--- BEGIN ---
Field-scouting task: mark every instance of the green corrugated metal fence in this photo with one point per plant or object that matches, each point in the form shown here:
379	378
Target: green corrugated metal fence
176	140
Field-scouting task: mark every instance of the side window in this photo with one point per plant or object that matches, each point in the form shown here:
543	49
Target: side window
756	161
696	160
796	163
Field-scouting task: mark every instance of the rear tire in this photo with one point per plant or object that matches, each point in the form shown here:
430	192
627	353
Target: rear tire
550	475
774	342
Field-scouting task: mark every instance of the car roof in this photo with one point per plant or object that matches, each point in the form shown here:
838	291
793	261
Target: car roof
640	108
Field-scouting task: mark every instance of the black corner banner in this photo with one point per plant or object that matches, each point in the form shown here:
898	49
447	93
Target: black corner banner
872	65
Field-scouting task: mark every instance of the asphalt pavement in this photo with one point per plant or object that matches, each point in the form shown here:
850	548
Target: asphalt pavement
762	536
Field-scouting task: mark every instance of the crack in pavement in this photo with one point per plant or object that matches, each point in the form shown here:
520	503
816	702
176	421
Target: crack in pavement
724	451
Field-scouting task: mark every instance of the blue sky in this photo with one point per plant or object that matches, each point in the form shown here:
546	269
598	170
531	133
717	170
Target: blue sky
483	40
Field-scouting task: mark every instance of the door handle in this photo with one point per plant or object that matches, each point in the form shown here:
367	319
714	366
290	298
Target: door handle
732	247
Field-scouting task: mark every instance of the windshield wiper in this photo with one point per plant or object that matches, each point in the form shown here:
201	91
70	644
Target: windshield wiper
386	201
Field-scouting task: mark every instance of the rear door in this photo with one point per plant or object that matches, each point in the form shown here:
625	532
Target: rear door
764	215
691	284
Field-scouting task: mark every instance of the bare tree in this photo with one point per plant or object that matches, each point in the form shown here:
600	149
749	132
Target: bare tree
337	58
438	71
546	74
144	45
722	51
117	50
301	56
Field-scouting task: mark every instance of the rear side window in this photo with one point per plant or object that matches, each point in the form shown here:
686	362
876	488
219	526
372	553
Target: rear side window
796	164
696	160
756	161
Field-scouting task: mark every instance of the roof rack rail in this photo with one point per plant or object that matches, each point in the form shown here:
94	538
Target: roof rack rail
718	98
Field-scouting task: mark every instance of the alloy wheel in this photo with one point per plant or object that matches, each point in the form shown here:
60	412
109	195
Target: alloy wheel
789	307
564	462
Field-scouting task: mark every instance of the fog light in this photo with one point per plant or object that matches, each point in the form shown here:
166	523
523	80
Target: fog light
--- END ---
• _Challenge_:
Express every line above as a JSON array of strings, one string per line in the original order, with blank lines left out.

• _Output of the task_:
[
  "Field-scouting task: mark every instance of the green corrugated metal fence in this photo with one point per plant or object that matches, each point in the form shown here:",
  "379\t378",
  "Target: green corrugated metal fence",
  "176\t140",
  "Field-scouting task: mark every instance of the side window in this photo with one point per plant or object that matches, each point in the form shown here:",
  "543\t49",
  "Target: side window",
  "756\t161",
  "696\t160",
  "796\t163",
  "Field-scouting task: mark every instance of the rear tire in this photo with one point per plant or object that matches, each point in the form shown here:",
  "430\t192",
  "627\t353",
  "Target: rear tire",
  "550\t475",
  "774\t342",
  "Field-scouting task: mark every instance of the car roof in this photo with one point per plant or object that matches, each point in the form shown here:",
  "838\t291",
  "793\t261",
  "Target: car roof",
  "640\t108",
  "Field-scouting task: mark every instance of the black corner banner in this photo with one point per plant or object that matches, each point in the form shown here:",
  "898\t49",
  "447\t93",
  "Target: black corner banner",
  "872\t65",
  "Field-scouting task: mark every instance of the asphalt pavement in this photo with one point per plant or object that matches, each point in the form shown here:",
  "850\t548",
  "Target: asphalt pavement",
  "762\t536",
  "Field-scouting task: mark every instance of the crack in pavement in this photo with one point per plant or object that matches, each point in the form shown here:",
  "520\t503",
  "816\t702",
  "176\t421",
  "Target: crack in pavement",
  "724\t451",
  "Field-scouting task: mark every instance of the blue sky in this photo with one point per plant or object that matches, each point in the form shown here:",
  "546\t269",
  "598\t170",
  "531\t133",
  "717\t170",
  "Target: blue sky",
  "483\t40",
  "Field-scouting task: mark every instance of the door handle in this photo with one point per plant or object that matches, each point in the form shown here:",
  "367\t319",
  "714\t366",
  "290\t298",
  "Target: door handle",
  "732\t247",
  "Field-scouting task: mark every instance of the windshield wiper in this photo with one point per plant or object that matches, each point in the form shown here:",
  "201\t91",
  "70\t644",
  "Target: windshield wiper",
  "386\t201",
  "Field-scouting task: mark every instance of the rear door in this photo with one point per plant or object that matches, each point in the form shown here:",
  "625\t532",
  "Target: rear door",
  "764\t215",
  "691\t284",
  "Field-scouting task: mark every instance of the bare tree in this photo with one point per plant or object that matches, each point in the form shown here:",
  "600\t149",
  "749\t132",
  "Target: bare tree",
  "337\t58",
  "438\t71",
  "546\t74",
  "144\t45",
  "722\t51",
  "117\t50",
  "301\t56",
  "Field-scouting task: mark every instance of the rear side window in this photo with one point per plant or object that matches, each point in the form shown here:",
  "686\t362",
  "876\t488",
  "219\t526",
  "372\t553",
  "Target: rear side window",
  "796\t164",
  "696\t160",
  "756\t161",
  "Field-scouting task: mark every instance of the roof rack rail in this photo with one point per plant or object that matches, each point in the form shown here:",
  "94\t538",
  "Target: roof rack rail",
  "718\t98",
  "Field-scouting task: mark every instance of the alloy wheel in this photo with one point per plant or object that matches, each point in the form shown here:",
  "60\t412",
  "109\t195",
  "Target: alloy wheel",
  "789\t307",
  "564\t462",
  "Field-scouting task: mark every instance of the fog light in this photo with one point per plant or object that matches, each point in the form shown here:",
  "166\t523",
  "523\t80",
  "Target: fog light"
]